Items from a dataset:
_ _ _

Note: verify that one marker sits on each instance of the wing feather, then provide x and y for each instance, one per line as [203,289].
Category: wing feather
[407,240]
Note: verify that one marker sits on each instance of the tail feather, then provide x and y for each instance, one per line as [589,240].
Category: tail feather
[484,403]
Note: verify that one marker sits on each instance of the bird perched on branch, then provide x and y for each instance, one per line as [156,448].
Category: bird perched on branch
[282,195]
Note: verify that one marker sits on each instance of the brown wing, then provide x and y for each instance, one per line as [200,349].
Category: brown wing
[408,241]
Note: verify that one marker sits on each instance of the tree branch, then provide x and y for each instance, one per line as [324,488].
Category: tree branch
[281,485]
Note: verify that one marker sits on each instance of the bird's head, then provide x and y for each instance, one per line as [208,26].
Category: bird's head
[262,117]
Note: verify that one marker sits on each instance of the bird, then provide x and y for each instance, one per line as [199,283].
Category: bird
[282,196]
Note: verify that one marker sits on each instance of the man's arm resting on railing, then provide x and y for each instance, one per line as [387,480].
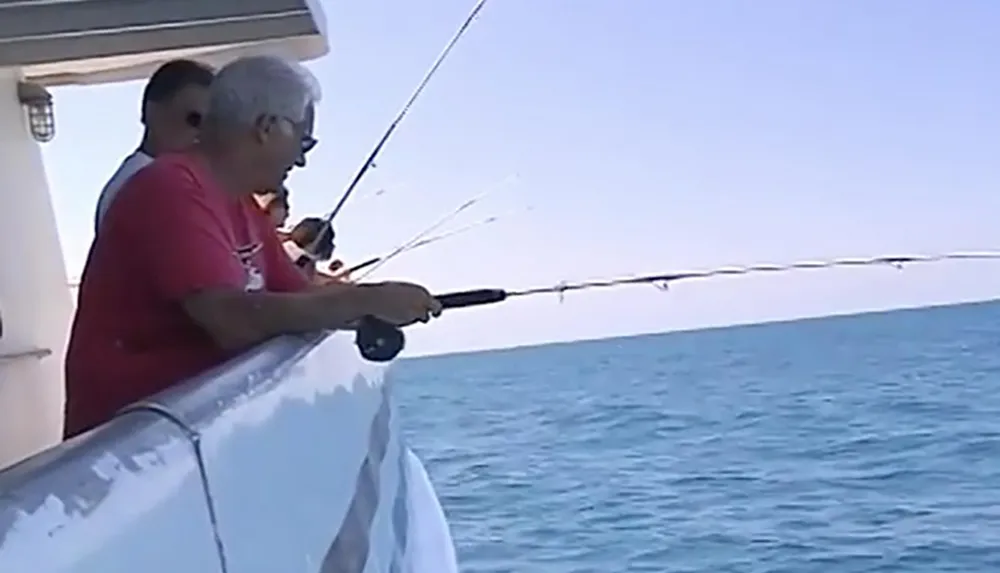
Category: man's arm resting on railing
[236,319]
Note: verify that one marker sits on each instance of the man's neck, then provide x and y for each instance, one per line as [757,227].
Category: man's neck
[148,147]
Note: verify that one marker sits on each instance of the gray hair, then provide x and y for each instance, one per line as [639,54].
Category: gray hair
[254,86]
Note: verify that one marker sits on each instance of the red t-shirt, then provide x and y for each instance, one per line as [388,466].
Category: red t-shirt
[171,232]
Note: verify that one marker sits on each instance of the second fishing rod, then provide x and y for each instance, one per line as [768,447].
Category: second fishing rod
[380,342]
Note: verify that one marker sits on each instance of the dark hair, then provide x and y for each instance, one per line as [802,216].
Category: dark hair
[305,232]
[172,77]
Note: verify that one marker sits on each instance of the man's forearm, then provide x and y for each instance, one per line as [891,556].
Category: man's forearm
[237,320]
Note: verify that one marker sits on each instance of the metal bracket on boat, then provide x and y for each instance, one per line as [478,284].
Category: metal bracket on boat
[36,353]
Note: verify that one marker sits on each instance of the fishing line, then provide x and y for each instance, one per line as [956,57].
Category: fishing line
[413,245]
[379,344]
[370,161]
[440,223]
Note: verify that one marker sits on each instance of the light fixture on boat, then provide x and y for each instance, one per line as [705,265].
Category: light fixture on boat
[37,101]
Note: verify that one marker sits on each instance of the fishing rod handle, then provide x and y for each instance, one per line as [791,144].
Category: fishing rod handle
[468,298]
[379,341]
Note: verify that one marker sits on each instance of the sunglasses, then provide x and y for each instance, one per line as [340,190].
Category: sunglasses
[193,119]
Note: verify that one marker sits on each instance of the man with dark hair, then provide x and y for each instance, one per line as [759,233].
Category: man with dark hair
[172,107]
[275,205]
[302,236]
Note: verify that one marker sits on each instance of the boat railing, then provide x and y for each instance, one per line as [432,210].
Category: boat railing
[288,458]
[36,353]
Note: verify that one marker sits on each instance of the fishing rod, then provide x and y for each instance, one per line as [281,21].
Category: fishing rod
[379,344]
[370,160]
[409,244]
[417,243]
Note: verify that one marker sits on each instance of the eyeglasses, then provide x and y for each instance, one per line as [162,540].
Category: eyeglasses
[308,142]
[193,119]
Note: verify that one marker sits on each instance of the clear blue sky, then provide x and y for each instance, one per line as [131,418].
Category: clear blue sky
[649,135]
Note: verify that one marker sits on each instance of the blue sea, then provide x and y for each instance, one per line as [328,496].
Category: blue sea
[866,443]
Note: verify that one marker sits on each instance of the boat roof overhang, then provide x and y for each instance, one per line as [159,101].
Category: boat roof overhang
[59,42]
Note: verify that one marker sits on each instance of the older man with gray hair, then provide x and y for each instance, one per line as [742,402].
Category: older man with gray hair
[187,272]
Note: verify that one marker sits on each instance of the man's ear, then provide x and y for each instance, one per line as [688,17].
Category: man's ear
[145,112]
[263,128]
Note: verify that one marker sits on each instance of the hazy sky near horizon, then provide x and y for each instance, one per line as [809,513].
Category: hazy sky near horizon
[648,135]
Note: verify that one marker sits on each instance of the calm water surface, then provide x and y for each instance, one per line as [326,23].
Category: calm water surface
[855,444]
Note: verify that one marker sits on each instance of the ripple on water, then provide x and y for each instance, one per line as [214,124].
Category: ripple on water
[857,444]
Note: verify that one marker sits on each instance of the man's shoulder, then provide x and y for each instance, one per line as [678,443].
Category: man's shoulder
[128,167]
[168,178]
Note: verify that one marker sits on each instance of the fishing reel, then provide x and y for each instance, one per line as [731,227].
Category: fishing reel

_ _ _

## TASK TO CARRY OUT:
Will you set down the records word for word while leaving out every picture?

## OUTPUT BELOW:
Note: verify that one marker sits on each instance of the wing feather, then provide x and y for each instance, one per line as [203,289].
Category: wing feather
[407,240]
Note: verify that one marker sits on each instance of the tail feather, then provide x and y for each instance, one per line as [589,240].
Category: tail feather
[484,403]
Note: verify that one marker sits on each instance of the bird perched on branch, then provide x and y for each instance, one per line as [156,448].
Category: bird perched on branch
[282,195]
Note: verify that one marker sits on each instance of the brown wing, then provide x and y for each instance, one per line as [200,349].
Category: brown wing
[408,241]
Note: verify that one marker sits on each instance of the tree branch, then provide x and y for each instance, one per line as [324,488].
Category: tree branch
[281,485]
Note: verify that one marker sits on each instance of the bird's head, then provide x and y for each instance, one per line as [208,26].
Category: bird's head
[262,117]
Note: verify that one marker sits on each instance of the bird, then provide x and y for each instance, one per line as [199,283].
Category: bird
[282,196]
Note: verify that one marker sits on each instance of the man's arm resting on railing, then provide x and y for each instance, one per line as [387,480].
Category: man's arm resting on railing
[236,319]
Note: verify that one marker sits on each instance of the man's neck, then provide x and y for each instance, one per line as [757,227].
Category: man's neck
[148,147]
Note: verify that one marker sits on each instance of the gray hair, then provide x and y for each instance, one per line as [639,54].
Category: gray hair
[254,86]
Note: verify that one marker sits on each instance of the red t-shirt, then provide x and y for each instance, one per line as [388,466].
Category: red t-shirt
[171,232]
Note: verify that one marker sits on each instance of the second fishing rod, then provide x and y for each instance, one per line as [768,447].
Category: second fishing rod
[380,342]
Note: verify that one marker sits on each instance of the dark hair, then provide x and y for each instance, one per line as [802,216].
Category: dark hair
[305,232]
[172,77]
Note: verify that one marker sits on each instance of the man's forearm, then provide x and y for each instance, one per line as [891,556].
Category: man's forearm
[237,320]
Note: verify that one marker sits on each instance of the metal bracket on boat, then provide x and y for each instance, one per line as [478,284].
Category: metal bracket on boat
[36,353]
Note: verify that one marker sits on each instance of the fishing line, then provide x and y for each instance, one per line as [956,57].
Category: fishing line
[413,245]
[379,344]
[370,161]
[440,223]
Note: verify that one marker sits on each instance of the light fixture on boat, then provide x and y for each instance, one per line as [705,265].
Category: light fixture on boat
[37,101]
Note: verify that one marker sits on each instance of the fishing rod handle, then provide x and y for each instance, one per line as [791,144].
Category: fishing rod handle
[468,298]
[379,341]
Note: verify that one marker sits on each instance of the sunglasses, then provide x and y for each instance, one per line as [340,190].
Category: sunglasses
[193,119]
Note: verify that one marker sits on each instance of the man with dark hair, then provide x and y for each instance, one per line as [759,233].
Category: man with dark hair
[172,107]
[275,205]
[302,236]
Note: verify that one marker sits on each instance of the boat railing, then provide x and y for each instance, one per line as [432,210].
Category: boat railing
[288,458]
[36,353]
Note: verify that one marker sits on each instance of the fishing rod, then provide x and y for each instance, one per line as [281,21].
Category: fishing rod
[379,344]
[370,160]
[409,244]
[417,243]
Note: verify that one marker sits on each instance of the eyeglasses, then provide x and y for each instance, one per line as [162,540].
Category: eyeglasses
[308,142]
[193,119]
Note: verify that one marker sits on each instance of the clear blue sky, then provide x and y for each instance, one per line as [131,418].
Category: clear blue sky
[649,135]
Note: verify that one marker sits on each instance of the blue sea, then provide x and y for each instance, one per line as [328,496].
Category: blue sea
[866,443]
Note: verify that one marker sits on each instance of the boat roof overhang, then provide x and y for each instance, one per line as [159,101].
Category: boat roof overhang
[59,42]
Note: verify that one marker sits on each instance of the older man with gray hair, then provide x and y for each instance, one per line as [742,402].
Category: older man with gray hair
[187,272]
Note: verify that one marker sits on each instance of the man's ear, then provide x and y for each instance, one per line as [688,17].
Category: man's ear
[145,112]
[263,128]
Note: verify that one marker sits on each instance of the hazy sky near horizon, then provide x and y for each instance, one per line as [809,513].
Category: hazy sky near horizon
[648,135]
Note: verify that one marker sits on each instance of the calm water surface, then provide x and y for each instance, one per line as [326,23].
Category: calm water surface
[855,444]
Note: verify that one marker sits on each instance of the ripple on water, then provide x and y for each instance, one per line as [214,124].
Category: ripple on water
[857,444]
Note: verify that one marker sits on each instance of the man's shoulder, then provide x and y for each instance, one per line as [678,443].
Category: man's shoulder
[128,167]
[168,178]
Note: verify that one marker sits on each instance of the fishing reel, then provide x and y for each instance, one per line as [731,227].
Category: fishing reel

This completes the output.